Perjuangan Kita
Sehingga, arah pembangunan bangsa kita tetap tidak memakmurkan rakyat, melainkan hanya segelintir elit. Kita harus membangun politik demarkasi, menyatakan tidak terlibat dalam politik rakus, anti demokrasi dan plutokrasi. Untuk itu kita harus di luar kekuasaan.
Oleh: Syahganda Nainggolan, Sabang Merauke Circle
LIMA belas hari telah berlalu setelah Pilpres, Rabu (14/2/2024). Kekuatan Orde Baru yang diwakili Prabowo Subianto, SBY, Airlangga Hartarto, para konglomerat/oligarki, bersama keluarga Jokowi akan mengendalikan pemerintahan 5 tahun ke depan. Bersama RRC, kelihatannya, mereka akan membangun jalan baru, di mana Indonesia akan ikut membentuk kekuatan global baru.
Kelompok ideologis, yang mempunyai hubungan keberlanjutan dari "founding fathers" yang kalah dalam pilpres, yakni kaum Marhaenisme, kaum sosialisme dan kaum Islamisme tersingkir. Kekuatan ideologis yang berusaha membangun bangsa kita dengan jalan kerakyatan dan demokrasi, kelihatannya, telah gagal mempertahankan cita-cita pendiri bangsa untuk mengutamakan (mainstreaming) nasib rakyat. Kecurangan kekuasaan Jokowi menjadi penyebab tersingkirnya ambisi ideologis, demi memenuhi ambisi keluarga dan kaum oligarki modal.

→ Entri data hasil ekstraksi
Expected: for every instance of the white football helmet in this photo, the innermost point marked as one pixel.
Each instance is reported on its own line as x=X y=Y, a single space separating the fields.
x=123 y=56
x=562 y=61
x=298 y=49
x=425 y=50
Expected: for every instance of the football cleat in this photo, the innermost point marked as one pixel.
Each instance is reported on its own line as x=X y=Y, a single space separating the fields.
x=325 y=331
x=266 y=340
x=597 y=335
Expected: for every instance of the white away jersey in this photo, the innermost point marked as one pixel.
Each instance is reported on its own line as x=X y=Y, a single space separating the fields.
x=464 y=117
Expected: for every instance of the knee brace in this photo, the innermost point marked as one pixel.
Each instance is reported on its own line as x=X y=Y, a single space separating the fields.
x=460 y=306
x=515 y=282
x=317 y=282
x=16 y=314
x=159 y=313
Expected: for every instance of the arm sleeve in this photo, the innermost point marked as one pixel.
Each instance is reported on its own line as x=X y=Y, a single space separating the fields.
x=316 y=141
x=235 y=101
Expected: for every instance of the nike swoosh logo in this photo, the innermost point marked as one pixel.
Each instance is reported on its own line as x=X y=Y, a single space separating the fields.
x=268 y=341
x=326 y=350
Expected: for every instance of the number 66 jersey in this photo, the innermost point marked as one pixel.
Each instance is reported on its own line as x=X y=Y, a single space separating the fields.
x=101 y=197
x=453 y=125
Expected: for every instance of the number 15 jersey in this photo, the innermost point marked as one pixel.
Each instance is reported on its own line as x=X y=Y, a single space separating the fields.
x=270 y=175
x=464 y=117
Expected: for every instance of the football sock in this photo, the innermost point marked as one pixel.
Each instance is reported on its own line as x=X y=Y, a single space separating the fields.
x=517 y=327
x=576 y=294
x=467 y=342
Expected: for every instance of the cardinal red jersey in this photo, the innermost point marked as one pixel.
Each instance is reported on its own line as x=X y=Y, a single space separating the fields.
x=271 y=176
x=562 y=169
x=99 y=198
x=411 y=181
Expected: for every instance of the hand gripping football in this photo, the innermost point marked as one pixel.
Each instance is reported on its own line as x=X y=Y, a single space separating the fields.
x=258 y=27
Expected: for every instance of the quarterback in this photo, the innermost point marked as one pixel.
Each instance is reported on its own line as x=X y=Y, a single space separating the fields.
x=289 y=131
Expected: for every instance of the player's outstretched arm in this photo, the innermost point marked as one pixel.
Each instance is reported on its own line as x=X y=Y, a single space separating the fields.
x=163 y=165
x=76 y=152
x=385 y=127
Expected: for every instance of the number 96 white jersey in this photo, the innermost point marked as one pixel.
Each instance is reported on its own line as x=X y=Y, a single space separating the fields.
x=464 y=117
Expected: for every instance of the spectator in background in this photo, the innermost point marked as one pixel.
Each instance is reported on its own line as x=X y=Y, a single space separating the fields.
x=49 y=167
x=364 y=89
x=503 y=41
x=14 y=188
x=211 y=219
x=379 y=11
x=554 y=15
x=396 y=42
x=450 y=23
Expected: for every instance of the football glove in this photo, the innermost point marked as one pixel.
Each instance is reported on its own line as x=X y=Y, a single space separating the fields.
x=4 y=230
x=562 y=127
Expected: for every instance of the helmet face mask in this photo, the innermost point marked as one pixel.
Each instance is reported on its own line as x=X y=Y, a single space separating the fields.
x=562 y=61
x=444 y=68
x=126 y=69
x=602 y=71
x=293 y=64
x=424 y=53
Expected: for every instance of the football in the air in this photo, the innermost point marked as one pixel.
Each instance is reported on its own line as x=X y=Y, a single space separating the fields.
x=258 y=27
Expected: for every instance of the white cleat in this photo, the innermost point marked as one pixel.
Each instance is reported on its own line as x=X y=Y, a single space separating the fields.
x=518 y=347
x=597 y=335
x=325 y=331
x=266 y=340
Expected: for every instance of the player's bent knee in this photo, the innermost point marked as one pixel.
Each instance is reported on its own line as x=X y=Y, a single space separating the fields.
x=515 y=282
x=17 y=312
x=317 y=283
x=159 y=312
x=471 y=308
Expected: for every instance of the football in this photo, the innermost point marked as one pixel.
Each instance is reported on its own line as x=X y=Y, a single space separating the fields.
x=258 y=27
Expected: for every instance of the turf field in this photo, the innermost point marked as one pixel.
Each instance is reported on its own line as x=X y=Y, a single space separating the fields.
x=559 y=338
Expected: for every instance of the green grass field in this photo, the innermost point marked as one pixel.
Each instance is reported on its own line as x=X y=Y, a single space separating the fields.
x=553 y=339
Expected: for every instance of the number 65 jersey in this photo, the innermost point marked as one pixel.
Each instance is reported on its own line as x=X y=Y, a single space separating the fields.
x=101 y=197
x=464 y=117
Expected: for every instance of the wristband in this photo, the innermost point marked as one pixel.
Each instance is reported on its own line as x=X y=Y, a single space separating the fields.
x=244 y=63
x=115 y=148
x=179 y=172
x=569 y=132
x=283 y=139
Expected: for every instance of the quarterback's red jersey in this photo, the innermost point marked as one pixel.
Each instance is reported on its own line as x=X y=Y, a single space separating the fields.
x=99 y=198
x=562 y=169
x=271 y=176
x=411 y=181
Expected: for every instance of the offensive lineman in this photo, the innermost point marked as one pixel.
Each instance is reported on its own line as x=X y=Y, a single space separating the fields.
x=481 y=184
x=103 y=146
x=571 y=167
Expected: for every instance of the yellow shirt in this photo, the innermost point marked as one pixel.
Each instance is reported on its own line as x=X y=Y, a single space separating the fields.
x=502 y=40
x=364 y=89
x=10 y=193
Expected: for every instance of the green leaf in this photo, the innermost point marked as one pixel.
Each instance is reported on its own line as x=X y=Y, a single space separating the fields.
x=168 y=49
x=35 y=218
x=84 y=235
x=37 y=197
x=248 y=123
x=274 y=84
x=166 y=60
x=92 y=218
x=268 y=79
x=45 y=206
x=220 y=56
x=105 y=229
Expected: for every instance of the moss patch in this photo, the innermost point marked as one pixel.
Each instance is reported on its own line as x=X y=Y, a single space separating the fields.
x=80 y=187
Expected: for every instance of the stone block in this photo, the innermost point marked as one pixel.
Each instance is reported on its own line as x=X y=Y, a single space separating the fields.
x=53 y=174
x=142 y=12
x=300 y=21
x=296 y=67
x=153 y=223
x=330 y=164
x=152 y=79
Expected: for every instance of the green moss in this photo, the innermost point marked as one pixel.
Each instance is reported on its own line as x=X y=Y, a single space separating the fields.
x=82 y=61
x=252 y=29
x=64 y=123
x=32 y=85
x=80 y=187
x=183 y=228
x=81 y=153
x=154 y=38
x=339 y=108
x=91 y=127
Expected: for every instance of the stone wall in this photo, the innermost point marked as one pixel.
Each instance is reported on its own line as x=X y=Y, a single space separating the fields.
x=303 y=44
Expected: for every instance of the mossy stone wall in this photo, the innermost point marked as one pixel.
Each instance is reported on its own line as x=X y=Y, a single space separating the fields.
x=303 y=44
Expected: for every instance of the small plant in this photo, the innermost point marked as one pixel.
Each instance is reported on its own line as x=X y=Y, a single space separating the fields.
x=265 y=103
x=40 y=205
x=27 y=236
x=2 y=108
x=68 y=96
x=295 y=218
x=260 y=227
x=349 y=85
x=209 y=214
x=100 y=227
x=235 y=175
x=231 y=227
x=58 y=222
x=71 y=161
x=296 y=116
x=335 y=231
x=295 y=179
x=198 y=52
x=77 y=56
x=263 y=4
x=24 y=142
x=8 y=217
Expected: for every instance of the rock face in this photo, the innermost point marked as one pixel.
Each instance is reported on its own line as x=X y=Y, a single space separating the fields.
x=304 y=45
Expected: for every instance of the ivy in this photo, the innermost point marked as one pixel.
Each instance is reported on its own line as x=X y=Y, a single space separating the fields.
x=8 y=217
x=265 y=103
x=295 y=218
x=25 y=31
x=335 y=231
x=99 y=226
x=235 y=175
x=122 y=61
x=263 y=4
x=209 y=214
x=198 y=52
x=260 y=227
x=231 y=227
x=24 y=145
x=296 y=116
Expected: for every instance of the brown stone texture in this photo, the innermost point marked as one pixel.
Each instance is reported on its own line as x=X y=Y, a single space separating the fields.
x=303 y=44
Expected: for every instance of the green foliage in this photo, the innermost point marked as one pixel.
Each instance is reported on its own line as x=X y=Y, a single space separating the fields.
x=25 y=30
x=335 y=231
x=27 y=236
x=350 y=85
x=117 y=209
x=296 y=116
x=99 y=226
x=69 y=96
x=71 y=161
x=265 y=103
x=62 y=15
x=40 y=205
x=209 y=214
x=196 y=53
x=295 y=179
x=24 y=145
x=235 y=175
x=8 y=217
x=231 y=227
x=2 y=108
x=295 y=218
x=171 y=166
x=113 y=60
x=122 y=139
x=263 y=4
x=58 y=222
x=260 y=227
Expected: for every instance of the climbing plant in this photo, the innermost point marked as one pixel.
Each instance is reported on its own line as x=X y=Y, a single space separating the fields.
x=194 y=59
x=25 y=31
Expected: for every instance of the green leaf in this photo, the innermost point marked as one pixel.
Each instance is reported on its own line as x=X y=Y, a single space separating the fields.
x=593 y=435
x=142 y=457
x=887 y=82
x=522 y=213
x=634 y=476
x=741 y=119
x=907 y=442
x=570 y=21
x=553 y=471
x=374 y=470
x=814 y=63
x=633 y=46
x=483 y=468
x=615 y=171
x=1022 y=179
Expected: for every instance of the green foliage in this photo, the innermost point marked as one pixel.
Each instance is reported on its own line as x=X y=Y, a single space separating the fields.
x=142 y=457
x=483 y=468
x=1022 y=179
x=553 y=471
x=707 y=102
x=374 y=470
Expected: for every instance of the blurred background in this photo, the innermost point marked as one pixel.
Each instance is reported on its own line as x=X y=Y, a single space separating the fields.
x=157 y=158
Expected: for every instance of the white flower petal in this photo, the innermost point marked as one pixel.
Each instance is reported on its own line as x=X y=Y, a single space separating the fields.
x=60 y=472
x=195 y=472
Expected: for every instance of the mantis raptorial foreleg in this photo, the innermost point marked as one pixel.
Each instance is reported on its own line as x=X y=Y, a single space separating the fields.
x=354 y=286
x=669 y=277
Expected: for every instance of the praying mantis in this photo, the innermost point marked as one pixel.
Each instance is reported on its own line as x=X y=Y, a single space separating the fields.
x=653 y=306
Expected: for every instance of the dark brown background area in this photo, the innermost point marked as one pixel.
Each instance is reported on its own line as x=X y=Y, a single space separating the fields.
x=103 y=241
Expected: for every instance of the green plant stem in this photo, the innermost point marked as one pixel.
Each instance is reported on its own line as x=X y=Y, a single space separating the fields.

→ LATIHAN
Lanjutkan kutipan tentang perjuangan kelompok ideologis setelah Pilpres 2024 dari titik kutipan itu berhenti. Baris-baris data merupakan bahan tersendiri yang terpisah dari kutipan.

→ JAWABAN LATIHAN
Tantangan ke depan yang akan kita hadapi adalah sebagai berikut: 1) Pemerintahan Prabowo Subianto – Gibran Rakabuming Raka bin Joko Widodo akan menjadi kombinasi otoritarian dan totalitarian yang akan lebih ganas dari era sekarang.
2) Penguasaan aset-aset negara seperti jutaan hektare lahan akan menjadi bancakan segelintir penguasa dan oligarki. UU Omnibus Law Ciptaker yang memberikan kemungkinan untuk presiden, para menteri dan oligarki menguasai bank tanah, menghapuskan cita-cita pendiri bangsa, seperti dalam UU Pokok Agraria, di mana penguasaan aset-aset negara, khususnya tanah, harus bersifat sosialistik. Contohnya, dalam UUPA, koperasi rakyat boleh memiliki 500.000 hektar lahan, tapi presiden atau menteri dilarang.
3) Peranan dan partisipasi rakyat tetap kecil, hanya sebatas penerima bantuan sosial, termasuk bantuan pangan dan susu. Sebab, tanpa aset produktif dan modal yang cukup – karena dikuasai para pejabat dan oligarki – rakyat tidak mungkin berkembang sebagai usahawan.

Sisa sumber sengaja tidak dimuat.